(Images for object localization)
########

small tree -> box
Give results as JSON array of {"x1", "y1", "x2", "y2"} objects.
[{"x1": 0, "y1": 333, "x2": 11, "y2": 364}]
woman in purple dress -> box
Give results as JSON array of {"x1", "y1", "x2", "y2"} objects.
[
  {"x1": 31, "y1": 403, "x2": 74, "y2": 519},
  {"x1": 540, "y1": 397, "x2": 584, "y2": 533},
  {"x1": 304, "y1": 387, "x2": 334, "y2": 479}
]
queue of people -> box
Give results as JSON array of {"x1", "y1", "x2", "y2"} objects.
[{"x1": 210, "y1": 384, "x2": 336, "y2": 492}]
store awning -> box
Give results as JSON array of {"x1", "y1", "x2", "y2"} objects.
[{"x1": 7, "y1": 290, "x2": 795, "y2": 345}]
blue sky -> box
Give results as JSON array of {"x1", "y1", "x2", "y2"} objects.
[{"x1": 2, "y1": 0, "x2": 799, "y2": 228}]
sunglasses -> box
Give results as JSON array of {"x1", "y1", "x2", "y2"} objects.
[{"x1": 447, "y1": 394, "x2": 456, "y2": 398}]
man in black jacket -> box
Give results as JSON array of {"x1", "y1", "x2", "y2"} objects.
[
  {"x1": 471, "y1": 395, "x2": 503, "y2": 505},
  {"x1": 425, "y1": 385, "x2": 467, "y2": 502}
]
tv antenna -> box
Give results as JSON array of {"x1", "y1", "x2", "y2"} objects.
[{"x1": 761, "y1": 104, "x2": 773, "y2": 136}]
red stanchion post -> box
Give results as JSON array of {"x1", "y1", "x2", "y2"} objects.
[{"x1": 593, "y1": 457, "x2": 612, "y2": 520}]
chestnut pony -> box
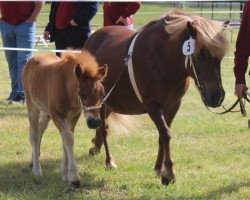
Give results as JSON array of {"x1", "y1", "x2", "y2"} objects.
[
  {"x1": 22, "y1": 51, "x2": 107, "y2": 186},
  {"x1": 84, "y1": 11, "x2": 229, "y2": 185}
]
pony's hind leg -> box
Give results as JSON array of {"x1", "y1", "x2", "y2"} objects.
[
  {"x1": 27, "y1": 100, "x2": 43, "y2": 176},
  {"x1": 52, "y1": 115, "x2": 80, "y2": 187},
  {"x1": 89, "y1": 108, "x2": 117, "y2": 168}
]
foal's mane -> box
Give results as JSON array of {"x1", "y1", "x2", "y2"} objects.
[
  {"x1": 61, "y1": 50, "x2": 99, "y2": 77},
  {"x1": 143, "y1": 10, "x2": 229, "y2": 59}
]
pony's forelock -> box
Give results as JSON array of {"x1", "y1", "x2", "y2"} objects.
[{"x1": 164, "y1": 10, "x2": 229, "y2": 59}]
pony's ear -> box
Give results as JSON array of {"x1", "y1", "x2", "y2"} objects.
[
  {"x1": 97, "y1": 64, "x2": 108, "y2": 82},
  {"x1": 187, "y1": 21, "x2": 197, "y2": 38},
  {"x1": 75, "y1": 63, "x2": 82, "y2": 79}
]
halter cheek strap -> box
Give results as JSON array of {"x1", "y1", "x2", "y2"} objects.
[{"x1": 185, "y1": 55, "x2": 203, "y2": 92}]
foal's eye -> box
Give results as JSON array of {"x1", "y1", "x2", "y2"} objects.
[{"x1": 79, "y1": 92, "x2": 87, "y2": 100}]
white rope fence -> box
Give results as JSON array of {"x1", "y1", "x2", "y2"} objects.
[
  {"x1": 0, "y1": 47, "x2": 236, "y2": 59},
  {"x1": 0, "y1": 47, "x2": 81, "y2": 53}
]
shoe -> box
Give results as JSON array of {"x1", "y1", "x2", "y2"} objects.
[{"x1": 8, "y1": 96, "x2": 25, "y2": 105}]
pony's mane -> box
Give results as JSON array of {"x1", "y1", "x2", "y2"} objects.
[
  {"x1": 142, "y1": 10, "x2": 229, "y2": 59},
  {"x1": 61, "y1": 50, "x2": 99, "y2": 77},
  {"x1": 166, "y1": 10, "x2": 229, "y2": 58}
]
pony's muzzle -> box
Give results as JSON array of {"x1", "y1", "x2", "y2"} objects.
[
  {"x1": 203, "y1": 88, "x2": 225, "y2": 108},
  {"x1": 86, "y1": 117, "x2": 102, "y2": 129}
]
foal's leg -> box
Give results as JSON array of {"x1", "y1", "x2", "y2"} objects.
[
  {"x1": 146, "y1": 102, "x2": 176, "y2": 185},
  {"x1": 37, "y1": 112, "x2": 51, "y2": 157},
  {"x1": 154, "y1": 102, "x2": 181, "y2": 180},
  {"x1": 61, "y1": 112, "x2": 81, "y2": 182},
  {"x1": 27, "y1": 99, "x2": 42, "y2": 176},
  {"x1": 52, "y1": 115, "x2": 80, "y2": 186}
]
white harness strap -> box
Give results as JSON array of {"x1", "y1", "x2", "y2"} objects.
[{"x1": 127, "y1": 33, "x2": 143, "y2": 103}]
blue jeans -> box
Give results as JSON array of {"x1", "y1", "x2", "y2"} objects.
[{"x1": 0, "y1": 21, "x2": 36, "y2": 100}]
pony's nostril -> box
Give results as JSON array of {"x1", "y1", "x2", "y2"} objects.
[{"x1": 96, "y1": 119, "x2": 102, "y2": 127}]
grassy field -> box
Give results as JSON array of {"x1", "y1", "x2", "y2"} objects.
[{"x1": 0, "y1": 3, "x2": 249, "y2": 200}]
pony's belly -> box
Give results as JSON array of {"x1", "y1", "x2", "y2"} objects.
[{"x1": 106, "y1": 101, "x2": 146, "y2": 115}]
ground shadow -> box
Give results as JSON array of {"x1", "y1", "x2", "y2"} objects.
[{"x1": 0, "y1": 155, "x2": 108, "y2": 199}]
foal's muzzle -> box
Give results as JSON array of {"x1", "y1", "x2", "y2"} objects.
[{"x1": 86, "y1": 117, "x2": 102, "y2": 129}]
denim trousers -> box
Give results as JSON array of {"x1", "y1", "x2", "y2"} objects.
[{"x1": 0, "y1": 21, "x2": 36, "y2": 100}]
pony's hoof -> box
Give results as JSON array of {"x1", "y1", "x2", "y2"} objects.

########

## Task details
Only the lines with "white" are needed; find them in the records and copy each one.

## Answer below
white rope fence -> box
white harness strap -> box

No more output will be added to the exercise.